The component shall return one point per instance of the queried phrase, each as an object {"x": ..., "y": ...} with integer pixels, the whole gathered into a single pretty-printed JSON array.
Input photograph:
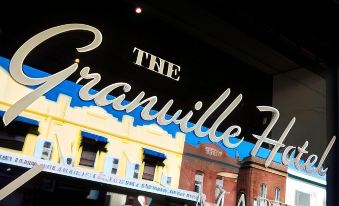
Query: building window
[
  {"x": 88, "y": 157},
  {"x": 13, "y": 135},
  {"x": 152, "y": 159},
  {"x": 241, "y": 201},
  {"x": 136, "y": 171},
  {"x": 115, "y": 166},
  {"x": 277, "y": 194},
  {"x": 149, "y": 170},
  {"x": 302, "y": 198},
  {"x": 219, "y": 185},
  {"x": 198, "y": 182},
  {"x": 91, "y": 145},
  {"x": 46, "y": 150},
  {"x": 263, "y": 191}
]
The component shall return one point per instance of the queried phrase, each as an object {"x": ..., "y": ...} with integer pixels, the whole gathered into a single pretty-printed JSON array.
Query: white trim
[{"x": 304, "y": 176}]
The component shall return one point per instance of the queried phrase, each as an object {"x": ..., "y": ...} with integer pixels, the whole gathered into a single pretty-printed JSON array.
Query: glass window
[
  {"x": 136, "y": 171},
  {"x": 277, "y": 194},
  {"x": 149, "y": 170},
  {"x": 302, "y": 198},
  {"x": 87, "y": 157},
  {"x": 198, "y": 181},
  {"x": 263, "y": 191},
  {"x": 115, "y": 166},
  {"x": 13, "y": 136},
  {"x": 219, "y": 185}
]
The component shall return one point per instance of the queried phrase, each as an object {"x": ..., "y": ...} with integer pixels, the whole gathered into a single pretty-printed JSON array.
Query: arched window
[
  {"x": 219, "y": 185},
  {"x": 262, "y": 191},
  {"x": 199, "y": 181},
  {"x": 277, "y": 194},
  {"x": 241, "y": 201}
]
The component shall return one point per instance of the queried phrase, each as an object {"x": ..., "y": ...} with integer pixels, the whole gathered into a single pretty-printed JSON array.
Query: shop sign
[
  {"x": 45, "y": 84},
  {"x": 135, "y": 184}
]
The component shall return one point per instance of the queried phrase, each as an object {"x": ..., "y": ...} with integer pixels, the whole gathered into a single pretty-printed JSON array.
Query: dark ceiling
[{"x": 218, "y": 44}]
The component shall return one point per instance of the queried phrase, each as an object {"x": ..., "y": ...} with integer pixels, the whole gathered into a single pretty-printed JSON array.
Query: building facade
[
  {"x": 207, "y": 170},
  {"x": 305, "y": 190},
  {"x": 90, "y": 144},
  {"x": 221, "y": 180}
]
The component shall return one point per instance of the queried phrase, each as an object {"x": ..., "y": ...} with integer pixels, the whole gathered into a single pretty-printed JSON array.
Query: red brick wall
[
  {"x": 210, "y": 169},
  {"x": 250, "y": 179}
]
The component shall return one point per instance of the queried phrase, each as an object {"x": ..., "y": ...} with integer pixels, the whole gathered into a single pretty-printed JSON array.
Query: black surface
[{"x": 205, "y": 71}]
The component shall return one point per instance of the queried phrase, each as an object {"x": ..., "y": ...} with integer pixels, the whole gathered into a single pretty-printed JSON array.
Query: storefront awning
[
  {"x": 94, "y": 137},
  {"x": 155, "y": 154}
]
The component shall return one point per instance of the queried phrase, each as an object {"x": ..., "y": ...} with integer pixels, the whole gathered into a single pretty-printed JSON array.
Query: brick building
[
  {"x": 207, "y": 168},
  {"x": 261, "y": 185}
]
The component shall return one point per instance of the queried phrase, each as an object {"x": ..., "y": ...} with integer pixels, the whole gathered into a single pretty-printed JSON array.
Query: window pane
[
  {"x": 302, "y": 199},
  {"x": 277, "y": 194},
  {"x": 149, "y": 170},
  {"x": 263, "y": 191},
  {"x": 87, "y": 158}
]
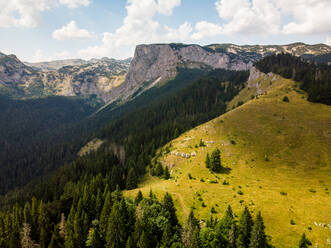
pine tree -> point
(207, 161)
(105, 214)
(93, 237)
(233, 236)
(56, 241)
(170, 210)
(158, 170)
(70, 243)
(118, 226)
(166, 174)
(129, 243)
(258, 237)
(143, 241)
(226, 222)
(245, 228)
(131, 181)
(304, 242)
(139, 197)
(215, 161)
(26, 241)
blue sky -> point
(37, 30)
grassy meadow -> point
(277, 159)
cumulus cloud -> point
(27, 13)
(328, 40)
(139, 27)
(72, 32)
(40, 56)
(268, 17)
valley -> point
(276, 156)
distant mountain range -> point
(111, 80)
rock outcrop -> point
(160, 62)
(95, 77)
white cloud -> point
(245, 17)
(27, 13)
(139, 27)
(206, 29)
(310, 16)
(72, 32)
(75, 3)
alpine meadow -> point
(165, 124)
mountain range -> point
(111, 80)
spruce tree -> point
(245, 228)
(105, 214)
(166, 174)
(304, 241)
(207, 161)
(158, 170)
(233, 236)
(118, 226)
(215, 161)
(258, 237)
(131, 181)
(170, 210)
(139, 197)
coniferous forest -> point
(80, 204)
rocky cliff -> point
(157, 63)
(95, 77)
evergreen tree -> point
(215, 161)
(226, 222)
(304, 241)
(170, 210)
(26, 241)
(233, 236)
(69, 242)
(118, 226)
(166, 174)
(129, 243)
(245, 228)
(158, 170)
(105, 215)
(139, 197)
(207, 161)
(258, 237)
(143, 241)
(93, 237)
(56, 239)
(131, 181)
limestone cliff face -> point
(159, 62)
(95, 77)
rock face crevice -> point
(151, 62)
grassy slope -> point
(296, 139)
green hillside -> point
(277, 159)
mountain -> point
(92, 78)
(275, 157)
(56, 64)
(296, 49)
(155, 64)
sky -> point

===

WHAT TO PRODUCE -> For each line above, output its wording exactly and leave out any picture.

ANSWER SPACE ->
The component shall return one point per instance of the queried phrase, each as an object {"x": ..., "y": ...} with integer pixels, the whole gathered into a single pretty-printed JSON array.
Input photograph:
Query: building window
[
  {"x": 88, "y": 157},
  {"x": 13, "y": 135},
  {"x": 152, "y": 159},
  {"x": 241, "y": 201},
  {"x": 136, "y": 171},
  {"x": 115, "y": 166},
  {"x": 277, "y": 194},
  {"x": 149, "y": 170},
  {"x": 302, "y": 198},
  {"x": 219, "y": 185},
  {"x": 198, "y": 182},
  {"x": 91, "y": 145},
  {"x": 46, "y": 150},
  {"x": 263, "y": 191}
]
The component shall return one point per instance of the queried phrase, each as an object {"x": ..., "y": ...} with integer pixels, the whole gathered into a single pretty-printed JSON array.
Query: white trim
[{"x": 304, "y": 176}]
The component shall return one point per instance of the queried phrase, each as an object {"x": ..., "y": ...} with integer pixels, the whole gathered into a single pretty-printed JSON array.
Query: glass window
[
  {"x": 136, "y": 171},
  {"x": 277, "y": 194},
  {"x": 149, "y": 170},
  {"x": 302, "y": 198},
  {"x": 87, "y": 157},
  {"x": 198, "y": 181},
  {"x": 263, "y": 191},
  {"x": 115, "y": 166},
  {"x": 13, "y": 136},
  {"x": 219, "y": 185}
]
The component shall return one point per instance of the queried phrase, each as an object {"x": ..., "y": ...} with integer pixels, the whole gathered into a single pretty-printed JSON array.
Query: arched window
[
  {"x": 219, "y": 185},
  {"x": 262, "y": 191},
  {"x": 199, "y": 181},
  {"x": 277, "y": 194},
  {"x": 241, "y": 201}
]
The component shall return one point per instance of the queried phrase, each as an object {"x": ..., "y": ...} with integer pixels, the whole gathered into a single pretty-printed JSON array.
Query: shop sign
[
  {"x": 45, "y": 84},
  {"x": 135, "y": 184}
]
The component shall return one point per instance of the queried phrase, each as an object {"x": ..., "y": ...} with integer pixels, the whole gathered into a single pretty-printed JSON array.
Query: dark ceiling
[{"x": 218, "y": 44}]
The component shall return one point per instance of the queried phrase, each as an object {"x": ..., "y": ...} with integer pixels, the whole gathered into a single pretty-printed JSON array.
Query: building facade
[
  {"x": 207, "y": 170},
  {"x": 305, "y": 190},
  {"x": 90, "y": 144},
  {"x": 221, "y": 180}
]
The component shall return one point per instance of the queried phrase, each as an object {"x": ..., "y": ...} with integer pixels, the whole gathered into a single pretty-printed JSON array.
Query: red brick wall
[
  {"x": 210, "y": 169},
  {"x": 250, "y": 179}
]
The component shall return one point per instance of the queried phrase, each as an object {"x": ..., "y": ...} with integer pixels, the whole gathered into a single pretty-printed JSON array.
Query: black surface
[{"x": 205, "y": 71}]
The component shall return one point per instance of the queried phrase, each as an object {"x": ..., "y": ...} with integer pixels, the whole gathered into a single pretty-printed JSON array.
Query: storefront awning
[
  {"x": 94, "y": 137},
  {"x": 155, "y": 154}
]
The component shall return one point per instance of the queried phrase, each as an object {"x": ..., "y": ...} with integer pixels, the whole gathered into a single pretty-printed JSON array.
Query: brick building
[
  {"x": 207, "y": 168},
  {"x": 261, "y": 185}
]
The component shall return one point per instance of the queried phrase, each as an object {"x": ..., "y": ...} with integer pixels, the whole gathered into a single pretty-printed JSON array.
Query: window pane
[
  {"x": 302, "y": 199},
  {"x": 277, "y": 194},
  {"x": 149, "y": 170},
  {"x": 263, "y": 191},
  {"x": 87, "y": 158}
]
pine tree -> point
(207, 161)
(105, 214)
(93, 237)
(233, 236)
(56, 241)
(170, 210)
(158, 170)
(70, 243)
(118, 226)
(166, 174)
(129, 243)
(258, 237)
(143, 241)
(226, 222)
(245, 228)
(131, 181)
(304, 242)
(139, 197)
(215, 161)
(26, 241)
blue sky -> point
(37, 30)
grassy meadow -> point
(277, 159)
cumulus cloud -> point
(27, 13)
(328, 40)
(139, 27)
(72, 32)
(40, 56)
(268, 17)
valley -> point
(276, 156)
distant mountain range -> point
(111, 80)
rock outcrop -> point
(160, 62)
(95, 77)
white cloud -> point
(245, 17)
(27, 13)
(139, 27)
(206, 29)
(310, 16)
(72, 32)
(75, 3)
alpine meadow -> point
(165, 124)
mountain range -> point
(111, 80)
spruce tree -> point
(245, 228)
(105, 214)
(166, 174)
(304, 241)
(207, 161)
(158, 170)
(233, 236)
(118, 226)
(215, 161)
(258, 237)
(131, 181)
(170, 210)
(139, 197)
coniferous forest -> point
(80, 204)
rocky cliff -> point
(157, 63)
(95, 77)
evergreen tree -> point
(215, 161)
(226, 222)
(304, 241)
(170, 210)
(26, 241)
(233, 236)
(69, 242)
(118, 226)
(166, 174)
(129, 243)
(245, 228)
(158, 170)
(105, 215)
(139, 197)
(207, 161)
(258, 237)
(143, 241)
(93, 237)
(56, 239)
(131, 181)
limestone cliff face -> point
(159, 62)
(95, 77)
rock face crevice -> point
(151, 62)
grassy slope -> point
(296, 139)
green hillside -> point
(277, 159)
mountain -> point
(92, 78)
(275, 157)
(56, 64)
(296, 49)
(155, 64)
sky -> point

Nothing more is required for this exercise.